TUJUAN YANG DINYATAKAN 1: Tentukan apakah setiap pernyataan berikut sesuai dengan teks tentang ma'rifah, lalu jawab ya atau tidak disertai kutipan persis dari teks yang menjadi penentunya: (a) Sufi menggunakan akal yang berpusat di kepala untuk berhubungan dengan Tuhan. (b) Daya kalbu untuk mencintai Tuhan disebut ruh. (c) Sirr keluar sebelum sufi menyucikan jiwanya.
TUJUAN YANG DINYATAKAN 2: Ulangi kata demi kata sebagian teks tentang ma'rifah, mulai pada kata-kata "Dalam hubungan dengan" dan berhenti setelah kata-kata "yang disebut sirr.".
TUJUAN YANG DINYATAKAN 3: Teruskan teks tentang ma'rifah, dimulai sesudah kalimat terakhir yang ditampilkan.

TEKS YANG DITAMPILKAN:

=-=-=

Pengalaman ma'rifah, ditonjolkan oleh Zunnun al-Misri (w.860 M).  Ma'rifah  adalah anugerah Tuhan kepada sufi yang dengan ikhlas dan sungguh-sungguh  mencintai  Tuhan.  Karena  cinta ikhlas  dan  suci  itulah  Tuhan  mengungkapkan  tabir  dari pandangan sufi dan dengan  terbukanya  tabir  itu  sufi  pun dapat  menerima  cahaya  yang dipancarkan Tuhan dan sufi pun melihat keindahan-Nya yang  abadi.  Ketika  Zunnun  ditanya, bagaimana  ia memperoleh ma'rifah, ia menjawab, "Aku melihat dan mengetahui Tuhan dengan Tuhan dan sekiranya tidak karena Tuhan aku tidak melihat dan tidak tahu Tuhan."
 
Yang  dimaksud  Zunnun  ialah  bahwa  ia memperoleh ma'rifah karena  kemurahan  hati   Tuhan.   Sekiranya   Tuhan   tidak membukakan  tabir  dari  mata  hatinya,  ia tidak akan dapat melihat Tuhan. Sebagaimana disebut dalam literatur  tasawuf, sufi  berusaha  keras  mendekatkan diri dari bawah dan Tuhan menurunkan  rahmat-Nya  dari  atas.  Juga  dikatakan   bahwa ma'rifah  datang  ketika cinta sufi dari bawah dibalas Tuhan dari atas.
 
Dalam hubungan dengan Tuhan, sufi memakai  alat  bukan  akal yang berpusat di kepala, tapi qalb atau kalbu (jantung) yang berpusat di dada. Kalbu mempunyai tiga daya,  pertama,  daya untuk-mengetahui sifat-sifat Tuhan yang disebut qalb. Kedua, daya untuk mencintai Tuhan yang  disebut  ruh.  Ketiga  daya untuk melihat Tuhan yang disebut sirr.
 
Sirr  adalah  daya  terpeka  dari  kalbu dan daya ini keluar setelah sufi  berhasil  menyucikan  jiwanya  sesuci-sucinya. Dalam bahasa sufi, jiwa tak ubahnya sebagai kaca, yang kalau senantiasa  dibersihkan  dan  digosok  akan  mempunyai  daya tangkap  yang  besar.  Demikian  juga  jiwa,  makin  lama ia disucikan dengan ibadat yang banyak, makin suci ia dan makin besar  daya  tangkapnya,  sehingga  akhirnya dapat menangkap daya cemerlang yang dipancarkan Tuhan. Ketika itu  sufi  pun bergemilang   dalam   cahaya   Tuhan   dan   dapat   melihat rahasia-rahasia Tuhan.  Karena  itu  al-Ghazali  mengartikan ma'rifat,  "Melihat  rahasia-rahasia  Tuhan  dan  mengetahui peraturan-peraturan Tuhan tentang segala yang ada."

=-=-=

KUTIPAN SUMBER:
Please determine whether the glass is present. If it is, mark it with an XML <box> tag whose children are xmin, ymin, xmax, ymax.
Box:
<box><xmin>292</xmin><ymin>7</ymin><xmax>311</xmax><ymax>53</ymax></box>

=-=-=

HASIL 1:
(a) Tidak: "sufi memakai  alat  bukan  akal yang berpusat di kepala, tapi qalb atau kalbu (jantung) yang berpusat di dada"
(b) Ya: "daya untuk mencintai Tuhan yang  disebut  ruh"
(c) Tidak: "daya ini keluar setelah sufi  berhasil  menyucikan  jiwanya  sesuci-sucinya"

HASIL 2:
Dalam hubungan dengan Tuhan, sufi memakai  alat  bukan  akal yang berpusat di kepala, tapi qalb atau kalbu (jantung) yang berpusat di dada. Kalbu mempunyai tiga daya,  pertama,  daya untuk-mengetahui sifat-sifat Tuhan yang disebut qalb. Kedua, daya untuk mencintai Tuhan yang  disebut  ruh.  Ketiga  daya untuk melihat Tuhan yang disebut sirr.

HASIL 3:
 
Kata ma'rifat  memang  mengandung  arti  pengetahuan.  Maka, ma'rifat  dalam  tasawuf  berarti pengetahuan yang diperoleh langsung dari Tuhan melalui kalbu. Pengetahuan  ini  disebut ilm   ladunni.   Ma'rifah  berbeda  dengan  'ilm'Ilm  ini diperoleh   melalui   akal.   Dalam   pendapat   al-Ghazali, pengetahuan  yang  diperoleh  melalui kalbu, yaitu ma'rifah, lebih benar dari pengetahuan yang  diperoleh  melalui  akal, yaitu   'ilm.  Sebelum  menempuh  jalan  tasawuf  al-Ghazali diserang penyakit syak. Tapi,  menurut  al-Ghazali,  setelah mencapai  ma'rifah,  keyakinannya untuk memperoleh kebenaran ternyata melalui tasawuf, bukan filsafat.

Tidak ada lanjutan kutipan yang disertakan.